#### [Exercise aim]
Reproduce each of the entries below verbatim, keeping every line in its original order.

#### [Data excerpts]
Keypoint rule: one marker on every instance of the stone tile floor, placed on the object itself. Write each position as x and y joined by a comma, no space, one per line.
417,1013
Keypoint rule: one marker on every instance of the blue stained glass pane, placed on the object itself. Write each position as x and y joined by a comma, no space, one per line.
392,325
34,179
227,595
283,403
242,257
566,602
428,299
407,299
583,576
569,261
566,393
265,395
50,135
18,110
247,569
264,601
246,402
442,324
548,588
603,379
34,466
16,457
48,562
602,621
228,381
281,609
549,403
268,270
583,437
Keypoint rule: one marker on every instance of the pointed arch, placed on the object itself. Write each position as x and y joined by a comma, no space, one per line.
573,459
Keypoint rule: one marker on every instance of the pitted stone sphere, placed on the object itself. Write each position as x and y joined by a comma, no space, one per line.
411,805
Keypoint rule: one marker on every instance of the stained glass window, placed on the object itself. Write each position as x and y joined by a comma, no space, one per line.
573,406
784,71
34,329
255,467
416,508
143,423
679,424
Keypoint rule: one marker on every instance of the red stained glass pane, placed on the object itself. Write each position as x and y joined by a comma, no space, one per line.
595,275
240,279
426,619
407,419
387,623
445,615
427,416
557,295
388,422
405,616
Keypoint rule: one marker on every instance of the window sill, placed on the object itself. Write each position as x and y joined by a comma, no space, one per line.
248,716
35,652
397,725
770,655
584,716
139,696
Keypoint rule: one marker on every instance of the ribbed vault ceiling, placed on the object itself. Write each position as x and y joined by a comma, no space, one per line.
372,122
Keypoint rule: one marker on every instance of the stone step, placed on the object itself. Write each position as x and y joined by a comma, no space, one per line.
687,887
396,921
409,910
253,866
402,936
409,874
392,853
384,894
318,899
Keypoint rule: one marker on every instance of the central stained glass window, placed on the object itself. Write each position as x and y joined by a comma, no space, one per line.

#### [Answer to the problem]
Keypoint rule: one marker on every instance of the stone tile floor, placed on the object itself. Write each position as x and y joined by a comma, no space, one per line.
417,1013
Keypoint rule: one marker on every instance of the blue stained glass pane, placed on the object itself. Write each position as x and y joined by a comma, no space, one per line.
392,325
34,179
227,595
283,403
242,257
566,602
428,299
407,299
583,576
569,261
566,393
265,395
50,135
18,110
247,569
264,601
246,402
442,324
548,588
603,379
34,466
16,457
48,562
602,621
228,381
281,609
549,403
268,270
583,437
Keypoint rule: one marker on every instance of the pointed arch, placed on the object itself. Write each position as x and y joined by a comma, no space, one per line.
573,459
Keypoint rule: one marker on every instance of the pitted stone sphere, placed on the object itself. Write each position as x and y joined by a comma, no space, one per line.
411,805
Keypoint rule: one marker on every instance of the stained glass window, placed on the object itself. Write each position as x and y joined by a comma, no space, one per line.
573,406
784,71
34,329
255,467
416,508
143,423
679,424
Keypoint rule: one marker on every instance of the red stained glass pane, placed on the object itself. Write each position as x and y joined by a comma, no space, one per line.
595,275
240,279
426,619
407,419
387,623
445,615
427,416
557,295
388,422
405,616
Keypoint rule: one marker on every instance of the window sill, placed on the object itself. Write each position as x and y joined by a comma, no space, one per line.
248,716
35,652
397,725
770,655
584,716
139,696
Keypoint rule: one marker on every instance of the ribbed vault ceiling, placed on the object itself. Write each position as x and y joined by a comma, no space, one per line.
372,122
Keypoint rule: one marker on every instance of the stone step, placed on the object itself. Write each position as x and y joined by a comma, no space, one per line.
687,887
396,921
409,910
253,866
402,936
409,874
392,853
384,894
318,899
Keypoint rule: one marker on every instance of the central stained glass window, placed on the object itself. Write each position as x and y joined by a comma, no space, one per line.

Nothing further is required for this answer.